Activity: From the article below about the blocked execution of Daniel Lewis Lee, copy out word for word everything from "United States District" down to "Daniel Lewis Lee.".
___ Page text ___
United States District Judge Tanya S. Chutkan — an Obama appointee — in the District Court for the District of Columbia, issued an order today blocking the scheduled federal execution by lethal injection set for Monday night of convicted triple murderer Daniel Lewis Lee.
Lee was convicted of murdering a husband and wife, and their 8-year-old daughter in Arkansas in 1996. Lee was convicted in Arkansas federal court of “murder in aid of racketeering”, and the CLINTON JUSTICE DEPARTMENT sought the death penalty. Lee was a white supremacist.
Lee pursued all his appeals through the Eighth Circuit Court of Appeals which had jurisdiction over the District Court in Arkansas. His conviction and sentence were affirmed at each step.
Lee was transferred to the United States Penitentiary at Terra Haute, Indiana, where federal inmates facing the death penalty are housed. His sentence was the subject of appeals to the Seventh Circuit Court of Appeal which covers Indiana. On Friday, District Court Judge Jane Magnus-Stinson in the Southern District of Indiana — an Obama appointee — blocked Lee’s execution due to the fact that the COVID-19 pandemic was interfering with travel plans of witnesses scheduled to attend the execution. The witnesses wishing to travel were family members of the victims.
The same family members seeking to block the execution have long opposed the execution of Lee for his crimes.
On Sunday the Seventh Circuit Court of Appeals lifted the stay imposed by Judge Magnus-Stinson, clearing the way for Lee’s execution today.
___ Data listing ___
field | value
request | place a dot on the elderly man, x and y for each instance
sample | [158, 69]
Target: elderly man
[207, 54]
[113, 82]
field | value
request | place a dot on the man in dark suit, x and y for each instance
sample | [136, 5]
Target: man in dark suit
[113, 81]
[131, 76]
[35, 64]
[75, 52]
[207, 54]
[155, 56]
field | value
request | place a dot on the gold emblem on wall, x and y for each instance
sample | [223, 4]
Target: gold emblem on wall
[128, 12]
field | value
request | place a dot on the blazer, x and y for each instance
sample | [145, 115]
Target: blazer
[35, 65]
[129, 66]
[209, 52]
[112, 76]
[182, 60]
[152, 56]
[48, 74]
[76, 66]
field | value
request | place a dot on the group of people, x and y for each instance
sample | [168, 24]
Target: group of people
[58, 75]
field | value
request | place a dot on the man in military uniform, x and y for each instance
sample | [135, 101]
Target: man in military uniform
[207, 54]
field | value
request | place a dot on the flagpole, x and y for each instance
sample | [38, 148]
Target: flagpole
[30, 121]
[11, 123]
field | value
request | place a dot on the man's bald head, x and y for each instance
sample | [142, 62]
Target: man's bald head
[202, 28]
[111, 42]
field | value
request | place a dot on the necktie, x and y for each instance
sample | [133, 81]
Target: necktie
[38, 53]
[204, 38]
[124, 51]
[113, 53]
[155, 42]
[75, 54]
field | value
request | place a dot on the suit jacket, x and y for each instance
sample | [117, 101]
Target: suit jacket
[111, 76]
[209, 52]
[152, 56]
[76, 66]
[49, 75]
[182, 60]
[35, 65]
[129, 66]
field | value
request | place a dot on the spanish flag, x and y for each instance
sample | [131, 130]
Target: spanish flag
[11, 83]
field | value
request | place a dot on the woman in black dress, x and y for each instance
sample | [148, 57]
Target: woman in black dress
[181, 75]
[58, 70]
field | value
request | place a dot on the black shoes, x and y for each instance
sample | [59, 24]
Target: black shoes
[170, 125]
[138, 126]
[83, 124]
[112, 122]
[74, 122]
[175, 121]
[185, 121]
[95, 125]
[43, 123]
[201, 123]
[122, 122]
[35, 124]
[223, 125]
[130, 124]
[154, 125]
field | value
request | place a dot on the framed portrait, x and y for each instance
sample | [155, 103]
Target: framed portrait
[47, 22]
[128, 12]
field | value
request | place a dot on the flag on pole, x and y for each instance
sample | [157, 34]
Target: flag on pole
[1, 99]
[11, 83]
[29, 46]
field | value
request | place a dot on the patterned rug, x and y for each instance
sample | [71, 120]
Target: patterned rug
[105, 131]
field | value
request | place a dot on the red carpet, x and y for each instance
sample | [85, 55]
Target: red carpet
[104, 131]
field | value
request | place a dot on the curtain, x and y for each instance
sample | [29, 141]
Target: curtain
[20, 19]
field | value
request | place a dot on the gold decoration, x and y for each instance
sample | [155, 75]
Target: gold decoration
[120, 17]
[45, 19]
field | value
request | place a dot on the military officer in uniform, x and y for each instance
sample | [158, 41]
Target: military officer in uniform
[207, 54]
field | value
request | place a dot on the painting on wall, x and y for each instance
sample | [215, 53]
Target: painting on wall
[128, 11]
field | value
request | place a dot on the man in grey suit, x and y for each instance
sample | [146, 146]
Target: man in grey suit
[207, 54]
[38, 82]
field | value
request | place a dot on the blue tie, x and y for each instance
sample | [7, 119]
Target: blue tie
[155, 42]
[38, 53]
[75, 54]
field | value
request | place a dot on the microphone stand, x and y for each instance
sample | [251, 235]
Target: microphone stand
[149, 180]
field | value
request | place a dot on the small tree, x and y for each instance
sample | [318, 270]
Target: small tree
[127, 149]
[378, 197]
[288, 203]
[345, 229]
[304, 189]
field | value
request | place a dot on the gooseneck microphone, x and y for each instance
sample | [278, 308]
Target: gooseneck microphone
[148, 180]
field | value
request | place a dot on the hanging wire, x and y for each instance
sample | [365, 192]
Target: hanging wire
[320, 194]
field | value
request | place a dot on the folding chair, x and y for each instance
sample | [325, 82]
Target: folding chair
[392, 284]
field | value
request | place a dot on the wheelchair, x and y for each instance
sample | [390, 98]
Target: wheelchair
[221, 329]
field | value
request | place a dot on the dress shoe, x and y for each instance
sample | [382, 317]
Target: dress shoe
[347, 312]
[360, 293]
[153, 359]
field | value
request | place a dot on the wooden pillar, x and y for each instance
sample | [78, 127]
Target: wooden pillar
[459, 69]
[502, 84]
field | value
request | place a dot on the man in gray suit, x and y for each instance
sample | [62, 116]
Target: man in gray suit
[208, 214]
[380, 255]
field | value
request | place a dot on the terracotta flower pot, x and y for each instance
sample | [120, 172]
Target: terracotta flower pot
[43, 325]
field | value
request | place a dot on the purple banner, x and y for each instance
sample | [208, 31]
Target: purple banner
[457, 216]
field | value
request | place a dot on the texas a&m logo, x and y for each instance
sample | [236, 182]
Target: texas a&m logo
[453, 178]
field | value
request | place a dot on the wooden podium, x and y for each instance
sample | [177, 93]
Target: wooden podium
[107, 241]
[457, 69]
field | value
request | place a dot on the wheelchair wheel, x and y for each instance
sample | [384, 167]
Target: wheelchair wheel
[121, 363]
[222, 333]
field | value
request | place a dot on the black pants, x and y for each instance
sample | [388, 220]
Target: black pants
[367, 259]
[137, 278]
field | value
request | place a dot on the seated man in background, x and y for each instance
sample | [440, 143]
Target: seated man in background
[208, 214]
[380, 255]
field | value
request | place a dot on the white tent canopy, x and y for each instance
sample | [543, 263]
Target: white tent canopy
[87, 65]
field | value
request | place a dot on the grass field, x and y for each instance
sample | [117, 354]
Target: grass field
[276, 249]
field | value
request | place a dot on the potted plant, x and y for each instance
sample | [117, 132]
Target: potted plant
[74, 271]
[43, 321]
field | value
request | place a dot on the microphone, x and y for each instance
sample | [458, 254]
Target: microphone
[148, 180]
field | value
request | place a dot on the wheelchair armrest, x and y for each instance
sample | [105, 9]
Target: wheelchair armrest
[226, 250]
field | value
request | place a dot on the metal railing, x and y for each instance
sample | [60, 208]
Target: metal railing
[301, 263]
___
Output for this task:
United States District Judge Tanya S. Chutkan — an Obama appointee — in the District Court for the District of Columbia, issued an order today blocking the scheduled federal execution by lethal injection set for Monday night of convicted triple murderer Daniel Lewis Lee.